* GIVEN EXERCISE 1
Quote the stretch of the biographical sketch of James Francis Dwyer from "Merritt made a" through "serving three years.", word for word.
--- Begin EXCERPT TO READ ---
By Peter Ruber
James Francis Dwyer
(April 22, 1874 - November 11, 1952)
In the opening chapter of his autobiography (Leg-Irons on Wings, Melbourne, Australia: Georgian House, 1949), James Francis Dwyer recalls his frantic flight in 1940 halfway across France, then through Spain and Portugal. He was pursued by German agents determined to arrest him for the anti-Nazi propaganda articles he had written for various French and British newspapers. After he stole out of Pau, France, where he had lived for some twenty years, he and his wife managed to secure passage on a steamship headed for New York, with a thousand other refugees escaping from the violent prelude to World War II. He was sixty-six years of age, and one of the most prolific short story writers of his era.
Dwyer’s first order of business in New York was to acquaint himself with editors he had known only through correspondence. At the top of his list was Abraham Merritt (better known to fantasy readers as A. Merritt), editor of The American Weekly, The Hearst Company-owned Sunday supplement that appeared in many newspapers across the country and had a circulation of more than seven million.
Merritt made a strong bid to have Dwyer write his autobiography for The American Weekly and name his own price. He showed him an unsigned note he had received from a reader pointing out that in his youth Dwyer had been incarcerated in Gouldburn Gaol, outside Sidney, Australia, on a forgery charge in 1899 when he was the assistant postmaster of the Oxford Street branch He was sentenced to seven years imprisonment for having stolen a small sum of money to pay off a gambling debt, but paroled after serving three years.
To maintain his grip on sanity during long periods of isolation, Dwyer began to write and study text books in order to improve his limited education, which had been interrupted at age fourteen because he had to go to work and help support his family. Paper and pencils were forbidden, but a guard he befriended sneaked them into his cell and removed them just before pending inspections from the warden. Later, when he began to write poems and stories to fill his days, the same guard sent them to a local newspaper that published them under his initials.
Dwyer was released in 1902 and put on parole for the remainder of his seven-year sentence. Impressed by Dwyer’s writing, the sentencing judge wrote letters to the publishers of various newspapers and encouraged them to hire the young man. It was a useless effort, because no one would hire an ex-convict no matter how strong the recommendation. But the publishers were not opposed to buying his freelance articles, stories and poems, and that was how he earned his living for the next four years.
Dwyer’s autobiography devotes more than one hundred pages to his incarceration and the surrounding years. Curiously, they often lack dates and names. For instance, he never mentions his wife until after his parole ends in 1906 and he is allowed to leave the country. He married Selina Cassandra Stewart on November 7, 1893, according to the Australian Dictionary of Biography, and she bore him a son and daughter. We never learn their names either. Nor does Dwyer mention his family after he arrived in London, where he eked out a living as a story writer, still unable to find steady employment because of his prison record.
--- End EXCERPT TO READ ---
* GIVEN EXERCISE 2
Print the stretch of rows below from the row containing "Intersection-audit request. Target: blue" through the final row, reproducing each line without alteration.
--- Begin MATERIAL FOR THIS TASK ---
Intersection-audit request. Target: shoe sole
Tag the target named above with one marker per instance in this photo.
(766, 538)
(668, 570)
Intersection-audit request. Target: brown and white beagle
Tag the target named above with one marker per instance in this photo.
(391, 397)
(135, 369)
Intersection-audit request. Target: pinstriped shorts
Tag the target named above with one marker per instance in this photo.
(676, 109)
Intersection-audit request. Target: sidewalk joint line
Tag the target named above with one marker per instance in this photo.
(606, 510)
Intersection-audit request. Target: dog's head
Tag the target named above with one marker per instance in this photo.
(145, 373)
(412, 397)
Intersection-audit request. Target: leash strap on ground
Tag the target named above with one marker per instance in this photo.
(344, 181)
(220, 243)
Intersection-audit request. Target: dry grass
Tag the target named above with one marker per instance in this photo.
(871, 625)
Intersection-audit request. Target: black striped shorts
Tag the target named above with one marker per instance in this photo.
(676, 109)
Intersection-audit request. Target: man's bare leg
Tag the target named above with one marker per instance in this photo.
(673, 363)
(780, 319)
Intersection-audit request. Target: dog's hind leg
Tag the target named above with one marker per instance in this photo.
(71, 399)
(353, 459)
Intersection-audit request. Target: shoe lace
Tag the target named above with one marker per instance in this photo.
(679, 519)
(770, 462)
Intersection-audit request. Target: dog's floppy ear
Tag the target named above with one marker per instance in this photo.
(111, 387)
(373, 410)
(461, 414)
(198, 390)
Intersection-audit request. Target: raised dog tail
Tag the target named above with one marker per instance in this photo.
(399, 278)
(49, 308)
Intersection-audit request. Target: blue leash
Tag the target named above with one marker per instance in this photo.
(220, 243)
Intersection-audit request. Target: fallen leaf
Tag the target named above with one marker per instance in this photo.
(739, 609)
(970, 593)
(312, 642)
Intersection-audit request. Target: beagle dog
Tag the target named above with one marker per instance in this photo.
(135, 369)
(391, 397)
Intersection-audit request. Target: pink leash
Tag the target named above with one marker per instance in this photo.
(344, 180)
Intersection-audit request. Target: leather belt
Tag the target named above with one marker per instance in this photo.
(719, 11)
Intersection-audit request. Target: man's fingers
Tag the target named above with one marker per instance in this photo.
--- End MATERIAL FOR THIS TASK ---
* FULL OUTPUT 1
Merritt made a strong bid to have Dwyer write his autobiography for The American Weekly and name his own price. He showed him an unsigned note he had received from a reader pointing out that in his youth Dwyer had been incarcerated in Gouldburn Gaol, outside Sidney, Australia, on a forgery charge in 1899 when he was the assistant postmaster of the Oxford Street branch He was sentenced to seven years imprisonment for having stolen a small sum of money to pay off a gambling debt, but paroled after serving three years.

* FULL OUTPUT 2
Intersection-audit request. Target: blue leash
Tag the target named above with one marker per instance in this photo.
(220, 243)
Intersection-audit request. Target: fallen leaf
Tag the target named above with one marker per instance in this photo.
(739, 609)
(970, 593)
(312, 642)
Intersection-audit request. Target: beagle dog
Tag the target named above with one marker per instance in this photo.
(135, 369)
(391, 397)
Intersection-audit request. Target: pink leash
Tag the target named above with one marker per instance in this photo.
(344, 180)
Intersection-audit request. Target: leather belt
Tag the target named above with one marker per instance in this photo.
(719, 11)
Intersection-audit request. Target: man's fingers
Tag the target named above with one marker per instance in this photo.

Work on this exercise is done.